### [Provided data]
★ ★ ★ ★ ★
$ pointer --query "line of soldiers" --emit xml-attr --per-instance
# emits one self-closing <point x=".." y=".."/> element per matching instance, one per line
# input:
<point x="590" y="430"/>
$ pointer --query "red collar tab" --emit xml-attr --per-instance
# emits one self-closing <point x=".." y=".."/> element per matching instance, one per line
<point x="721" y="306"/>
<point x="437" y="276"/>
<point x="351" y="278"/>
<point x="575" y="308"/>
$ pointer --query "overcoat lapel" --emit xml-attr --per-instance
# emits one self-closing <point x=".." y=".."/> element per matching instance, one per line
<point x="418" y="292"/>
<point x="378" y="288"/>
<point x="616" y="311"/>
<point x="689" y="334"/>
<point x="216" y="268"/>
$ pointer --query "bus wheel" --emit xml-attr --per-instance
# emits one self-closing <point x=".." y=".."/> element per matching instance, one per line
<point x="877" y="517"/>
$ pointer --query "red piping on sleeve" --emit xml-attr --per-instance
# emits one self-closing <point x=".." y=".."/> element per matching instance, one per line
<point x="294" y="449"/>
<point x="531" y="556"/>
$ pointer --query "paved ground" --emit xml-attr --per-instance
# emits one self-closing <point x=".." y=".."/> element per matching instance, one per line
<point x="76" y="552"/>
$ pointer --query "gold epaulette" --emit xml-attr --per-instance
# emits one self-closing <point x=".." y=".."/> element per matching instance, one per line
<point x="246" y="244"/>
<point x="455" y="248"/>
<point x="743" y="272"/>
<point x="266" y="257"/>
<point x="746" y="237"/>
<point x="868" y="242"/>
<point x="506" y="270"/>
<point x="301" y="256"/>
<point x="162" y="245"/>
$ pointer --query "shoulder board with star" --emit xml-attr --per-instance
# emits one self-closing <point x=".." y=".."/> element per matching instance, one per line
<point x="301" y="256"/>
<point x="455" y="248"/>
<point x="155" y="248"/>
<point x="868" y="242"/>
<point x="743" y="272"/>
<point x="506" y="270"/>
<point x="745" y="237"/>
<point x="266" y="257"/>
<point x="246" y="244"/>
★ ★ ★ ★ ★
### [What this task involves]
Write every record out again, unaltered.

### [Result of the exercise]
$ pointer --query "line of soldiers" --emit xml-attr --per-instance
# emits one self-closing <point x=".." y=".."/> element per matching instance, one per line
# input:
<point x="590" y="430"/>
$ pointer --query "red collar tab" --emit xml-attr --per-instance
# emits one self-closing <point x=".." y=".."/> element per matching instance, one per line
<point x="721" y="306"/>
<point x="437" y="276"/>
<point x="351" y="278"/>
<point x="575" y="308"/>
$ pointer --query "overcoat lapel" --emit xml-attr --per-instance
# emits one self-closing <point x=".." y=".."/> element per matching instance, one per line
<point x="418" y="292"/>
<point x="378" y="288"/>
<point x="616" y="311"/>
<point x="689" y="334"/>
<point x="216" y="268"/>
$ pointer --query "bus wheel" --emit xml-attr --per-instance
# emits one self-closing <point x=".." y=".."/> element per matching instance, one per line
<point x="877" y="517"/>
$ pointer --query "red piping on sleeve" --emit xml-attr --per-instance
# emits one self-closing <point x=".." y=".."/> element per matching instance, one per line
<point x="294" y="449"/>
<point x="531" y="556"/>
$ pointer --query "paved ground" --emit xml-attr --per-instance
# emits one self-closing <point x=".." y=".."/> element per matching instance, one per line
<point x="76" y="552"/>
$ pointer --query "gold epaulette" --emit xml-attr --per-instance
# emits one self-closing <point x=".." y=".."/> element per matching instance, one per line
<point x="246" y="244"/>
<point x="455" y="248"/>
<point x="743" y="272"/>
<point x="266" y="257"/>
<point x="746" y="237"/>
<point x="868" y="242"/>
<point x="506" y="270"/>
<point x="301" y="256"/>
<point x="162" y="245"/>
$ pointer --query "shoulder board with star" --emit xml-attr --per-instance
# emits one self-closing <point x=".." y=".."/> element per matching instance, one per line
<point x="301" y="256"/>
<point x="455" y="248"/>
<point x="155" y="248"/>
<point x="868" y="242"/>
<point x="743" y="272"/>
<point x="506" y="270"/>
<point x="745" y="237"/>
<point x="266" y="257"/>
<point x="246" y="244"/>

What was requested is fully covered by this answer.